ОТРЫВОК ДОКУМЕНТА
==*==

Религиозные сомнения были ему глубоко чужды. Даже Лев Толстой его раздражал. «Не нашего ума дело» – как бы говорил он и здесь, сознательно, намеренно отказываясь от какого бы то ни было вмешательства в то, что держится и живет два тысячелетия и представлялось ему во всяком случае ближе к истине, чем самые вдохновенные индивидуальные открытия и новшества.

В никоновскую эпоху Гумилев, вероятно, стал бы раскольником.

* * *

Верность была, может быть, самой основной, самой глубокой его чертой. Оттого после революции он настойчиво стал говорить о своем монархизме. В политике он слабо разбирался. Но, будучи с 1914 года «воином, а не поэтом», он считал обязательным остаться верным тому, чему он клялся в верности.

==*==

ЗАДАНИЕ A
Обновите строки данных ниже: всё от строки, где стоит «Each instance of the clear», до конца данных. Замените «clear sky» на «cloudless sky», остальное оставьте без изменений.

ДАННЫЕ УПРАЖНЕНИЯ
==*==

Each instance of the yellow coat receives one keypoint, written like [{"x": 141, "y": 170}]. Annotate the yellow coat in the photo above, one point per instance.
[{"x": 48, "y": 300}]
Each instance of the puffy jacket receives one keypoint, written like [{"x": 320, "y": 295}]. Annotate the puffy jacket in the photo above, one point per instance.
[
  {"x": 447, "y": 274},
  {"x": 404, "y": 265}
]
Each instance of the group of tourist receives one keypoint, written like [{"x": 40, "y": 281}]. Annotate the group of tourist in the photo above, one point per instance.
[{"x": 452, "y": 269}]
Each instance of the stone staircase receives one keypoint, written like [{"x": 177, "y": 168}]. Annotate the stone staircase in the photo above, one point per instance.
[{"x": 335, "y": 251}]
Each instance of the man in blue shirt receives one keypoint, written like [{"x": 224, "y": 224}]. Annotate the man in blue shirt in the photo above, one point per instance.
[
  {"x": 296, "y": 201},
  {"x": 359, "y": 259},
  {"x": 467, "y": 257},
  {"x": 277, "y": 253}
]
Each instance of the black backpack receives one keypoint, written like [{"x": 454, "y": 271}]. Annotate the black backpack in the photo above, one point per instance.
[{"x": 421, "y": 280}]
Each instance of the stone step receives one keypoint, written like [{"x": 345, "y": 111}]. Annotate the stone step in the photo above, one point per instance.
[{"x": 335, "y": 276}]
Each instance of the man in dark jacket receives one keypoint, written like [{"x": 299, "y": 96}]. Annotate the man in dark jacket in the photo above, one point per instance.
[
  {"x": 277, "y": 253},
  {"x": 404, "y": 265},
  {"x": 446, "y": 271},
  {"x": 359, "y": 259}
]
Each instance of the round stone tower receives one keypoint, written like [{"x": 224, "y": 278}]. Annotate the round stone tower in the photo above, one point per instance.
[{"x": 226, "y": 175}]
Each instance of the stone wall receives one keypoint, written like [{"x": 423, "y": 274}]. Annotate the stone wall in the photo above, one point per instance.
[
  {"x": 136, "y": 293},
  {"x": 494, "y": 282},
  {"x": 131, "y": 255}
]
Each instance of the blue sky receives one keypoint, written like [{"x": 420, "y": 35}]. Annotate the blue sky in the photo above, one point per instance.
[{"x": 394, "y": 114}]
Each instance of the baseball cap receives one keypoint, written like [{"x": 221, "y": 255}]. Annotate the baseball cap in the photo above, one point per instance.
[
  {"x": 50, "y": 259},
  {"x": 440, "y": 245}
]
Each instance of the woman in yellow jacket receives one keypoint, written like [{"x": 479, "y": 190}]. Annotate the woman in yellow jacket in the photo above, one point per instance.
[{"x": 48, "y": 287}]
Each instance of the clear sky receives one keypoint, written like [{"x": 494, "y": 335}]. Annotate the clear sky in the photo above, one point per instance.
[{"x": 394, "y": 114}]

==*==

ЗАДАНИЕ B
Согласуются ли с отрывком о Гумилеве утверждения: (i) Гумилев хорошо разбирался в политике; (ii) его раздражал даже Лев Толстой; (iii) после революции он стал настойчиво говорить о своем монархизме? Для каждого ответьте «да» или «нет» и приведите решающие слова текста.

ПИСЬМЕННЫЙ ОТВЕТ A
Each instance of the cloudless sky receives one keypoint, written like [{"x": 494, "y": 335}]. Annotate the cloudless sky in the photo above, one point per instance.
[{"x": 394, "y": 114}]

ПИСЬМЕННЫЙ ОТВЕТ B
(i) Нет: «В политике он слабо разбирался».
(ii) Да: «Даже Лев Толстой его раздражал».
(iii) Да: «после революции он настойчиво стал говорить о своем монархизме».